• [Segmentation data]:
* begin *
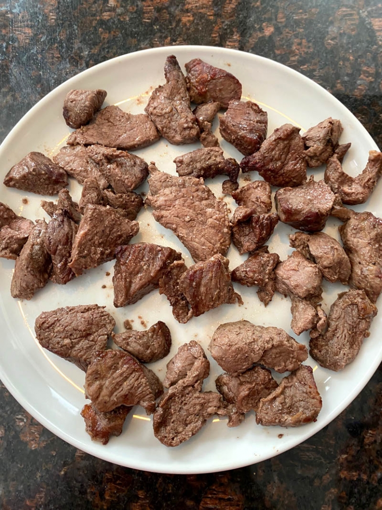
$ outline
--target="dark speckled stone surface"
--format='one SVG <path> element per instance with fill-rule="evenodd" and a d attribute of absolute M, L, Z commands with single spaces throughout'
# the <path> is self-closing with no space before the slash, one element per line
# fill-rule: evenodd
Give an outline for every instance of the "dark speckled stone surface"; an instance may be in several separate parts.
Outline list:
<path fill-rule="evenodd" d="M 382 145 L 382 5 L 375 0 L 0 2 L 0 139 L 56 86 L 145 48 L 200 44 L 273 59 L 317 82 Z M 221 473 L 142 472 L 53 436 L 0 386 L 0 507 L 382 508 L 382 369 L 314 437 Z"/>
* end *
• [Your instructions]: Please copy the listing above line for line, character for character, and leave out the pictures.

• [Task output]:
$ outline
--target="dark speckled stone surface"
--format='one SVG <path> element per instance with fill-rule="evenodd" and a d attribute of absolute M, L, Z commands with single spaces throughout'
# the <path> is self-closing with no space before the slash, one element per line
# fill-rule: evenodd
Give an outline for every instance of the "dark speckled stone surface"; an instance may be in several separate parts.
Outline list:
<path fill-rule="evenodd" d="M 382 145 L 382 5 L 375 0 L 0 2 L 0 139 L 56 86 L 145 48 L 200 44 L 273 59 L 317 82 Z M 221 473 L 142 472 L 53 436 L 0 386 L 0 507 L 382 508 L 382 369 L 314 437 Z"/>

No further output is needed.